◆ Исходный текст
"""

При этом Ганс настаивал на экономии. Он боялся, что они останутся без денег как раз в тот момент, когда возникнет благоприятная для операции ситуация. Это было разумно. Как бы они выглядели, если бы им пришлось отказаться от поимки Саламэ только потому, что не хватило денег? Однако узнать что-нибудь о Саламэ им не удавалось — ни через их собственных осведомителей, ни через Луи, ни через Тони, ни даже через «папа?». Легче было бы взяться за других террористов.

В 1974 году активность террористов в Европе резко выросла. Акции их были успешны, в особенности организации «Национальная молодежная группа освобождения Палестины», которую поддерживал ливийский полковник Каддафи. Руководил этой организацией сначала Ахмед аль-Гафур, а позднее Абу Нидал. В ее состав входили террористы, считавшие, что «Черный сентябрь» и Народный фронт недостаточно активны в своей террористической деятельности. (Аль-Гафур был впоследствии захвачен группой Абу Иада из организации «Черный сентябрь» и, видимо, казнен.)

В 1974 году «Национальная молодежная группа» осуществила три успешных нападения на авиалайнеры. 8 октября они взорвали над Эгейским морем самолет авиакомпании Ти-дабл-ю-эй, летевший из Тель-Авива в Афины. Восемьдесят восемь человек погибли[87]. За три недели до этого, 15 сентября, террористы бросили ручную гранату в помещение «Ле Дрэгстор» на Елисейских Полях в Париже. Результат: двое убитых и двенадцать раненых. Это была совместная операция Народного фронта и японской «Красной армии». Руководил ею Карлос Шакал.

Тот самый Карлос, который заменил убитого группой Авнера Будиа. Поэтому за его действия они чувствовали себя в какой-то степени ответственными. Ничего не поделаешь. Его в списке не было. Абу Нидала тоже. Они не могли просить у Эфраима разрешения на новые операции после того, как их первоначальная миссия была аннулирована. Без разрешения действовать было нельзя. Им не найти оправданий. Единственное, что оставалось — выследить тех, кто был им поручен. В особенности Саламэ.

"""

◆ Материал
"""

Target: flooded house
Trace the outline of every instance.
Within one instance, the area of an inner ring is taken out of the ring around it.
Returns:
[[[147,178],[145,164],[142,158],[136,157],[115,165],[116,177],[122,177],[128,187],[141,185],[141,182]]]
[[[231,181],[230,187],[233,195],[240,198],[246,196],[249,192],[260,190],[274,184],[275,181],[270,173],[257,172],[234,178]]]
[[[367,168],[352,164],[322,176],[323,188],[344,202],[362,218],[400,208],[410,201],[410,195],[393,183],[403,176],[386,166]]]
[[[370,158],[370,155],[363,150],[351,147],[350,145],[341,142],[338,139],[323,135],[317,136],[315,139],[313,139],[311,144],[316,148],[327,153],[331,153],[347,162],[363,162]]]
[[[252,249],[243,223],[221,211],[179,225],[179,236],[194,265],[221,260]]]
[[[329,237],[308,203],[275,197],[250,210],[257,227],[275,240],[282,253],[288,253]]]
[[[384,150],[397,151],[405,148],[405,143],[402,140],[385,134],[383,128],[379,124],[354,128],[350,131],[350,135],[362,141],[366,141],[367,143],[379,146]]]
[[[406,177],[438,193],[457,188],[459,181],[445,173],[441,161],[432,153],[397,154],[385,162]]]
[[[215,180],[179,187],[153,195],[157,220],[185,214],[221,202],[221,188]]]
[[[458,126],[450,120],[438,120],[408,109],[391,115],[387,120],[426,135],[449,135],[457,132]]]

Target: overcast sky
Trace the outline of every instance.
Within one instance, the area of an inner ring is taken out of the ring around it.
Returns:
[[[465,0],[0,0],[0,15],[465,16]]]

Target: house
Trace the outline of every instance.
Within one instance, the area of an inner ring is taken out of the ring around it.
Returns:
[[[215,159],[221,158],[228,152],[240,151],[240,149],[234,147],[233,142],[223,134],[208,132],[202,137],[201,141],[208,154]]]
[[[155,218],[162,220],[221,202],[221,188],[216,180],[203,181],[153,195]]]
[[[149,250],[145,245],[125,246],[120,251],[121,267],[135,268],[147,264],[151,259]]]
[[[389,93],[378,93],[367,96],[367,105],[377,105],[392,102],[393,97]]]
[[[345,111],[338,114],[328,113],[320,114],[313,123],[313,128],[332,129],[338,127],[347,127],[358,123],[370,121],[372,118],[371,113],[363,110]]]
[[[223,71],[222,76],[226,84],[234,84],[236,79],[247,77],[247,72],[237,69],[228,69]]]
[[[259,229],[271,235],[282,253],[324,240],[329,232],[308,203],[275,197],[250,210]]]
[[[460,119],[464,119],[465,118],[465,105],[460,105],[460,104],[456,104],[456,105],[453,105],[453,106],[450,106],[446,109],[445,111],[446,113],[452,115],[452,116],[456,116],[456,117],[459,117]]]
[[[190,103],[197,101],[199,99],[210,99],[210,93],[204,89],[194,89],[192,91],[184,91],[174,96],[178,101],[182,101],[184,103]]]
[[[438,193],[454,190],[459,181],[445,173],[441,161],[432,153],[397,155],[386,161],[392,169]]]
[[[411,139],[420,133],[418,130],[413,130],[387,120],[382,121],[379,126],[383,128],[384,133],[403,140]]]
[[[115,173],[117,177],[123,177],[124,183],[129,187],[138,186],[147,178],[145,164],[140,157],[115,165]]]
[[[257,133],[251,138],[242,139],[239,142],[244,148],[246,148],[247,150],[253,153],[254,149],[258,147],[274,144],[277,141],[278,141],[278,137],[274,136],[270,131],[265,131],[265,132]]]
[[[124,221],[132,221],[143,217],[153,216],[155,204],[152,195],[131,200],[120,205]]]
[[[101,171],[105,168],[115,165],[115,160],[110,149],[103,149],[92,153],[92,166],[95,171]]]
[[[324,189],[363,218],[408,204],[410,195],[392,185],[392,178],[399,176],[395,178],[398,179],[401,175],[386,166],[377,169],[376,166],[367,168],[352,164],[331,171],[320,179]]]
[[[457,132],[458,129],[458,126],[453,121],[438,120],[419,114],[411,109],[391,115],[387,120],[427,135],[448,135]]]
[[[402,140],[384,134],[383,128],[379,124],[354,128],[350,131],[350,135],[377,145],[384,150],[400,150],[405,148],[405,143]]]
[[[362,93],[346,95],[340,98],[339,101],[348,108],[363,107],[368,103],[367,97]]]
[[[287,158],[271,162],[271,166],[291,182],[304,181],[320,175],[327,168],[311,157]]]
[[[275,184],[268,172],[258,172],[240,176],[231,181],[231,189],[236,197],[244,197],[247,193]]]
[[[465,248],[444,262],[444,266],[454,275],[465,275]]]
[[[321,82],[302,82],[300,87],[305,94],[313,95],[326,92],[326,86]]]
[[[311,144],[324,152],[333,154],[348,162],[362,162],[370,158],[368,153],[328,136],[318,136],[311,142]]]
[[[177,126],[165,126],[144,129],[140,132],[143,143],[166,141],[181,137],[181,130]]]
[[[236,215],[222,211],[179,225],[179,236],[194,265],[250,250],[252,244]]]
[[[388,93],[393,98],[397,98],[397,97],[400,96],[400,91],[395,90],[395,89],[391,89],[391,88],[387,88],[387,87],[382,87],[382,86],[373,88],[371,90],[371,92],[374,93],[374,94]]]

"""

◆ Условие задания
Согласуются ли с исходным текстом утверждения ниже? Ответьте на каждое «да» или «нет» и подкрепите ответ дословной цитатой из текста.
(a) Взорванный над Эгейским морем самолет летел из Тель-Авива в Афины.
(b) Нападением на «Ле Дрэгстор» руководил Абу Нидал.
(c) «Национальную молодежную группу освобождения Палестины» поддерживал Абу Иад.

◆ Ответ к заданию
(a) Да: «самолет авиакомпании Ти-дабл-ю-эй, летевший из Тель-Авива в Афины».
(b) Нет: «Руководил ею Карлос Шакал».
(c) Нет: «которую поддерживал ливийский полковник Каддафи».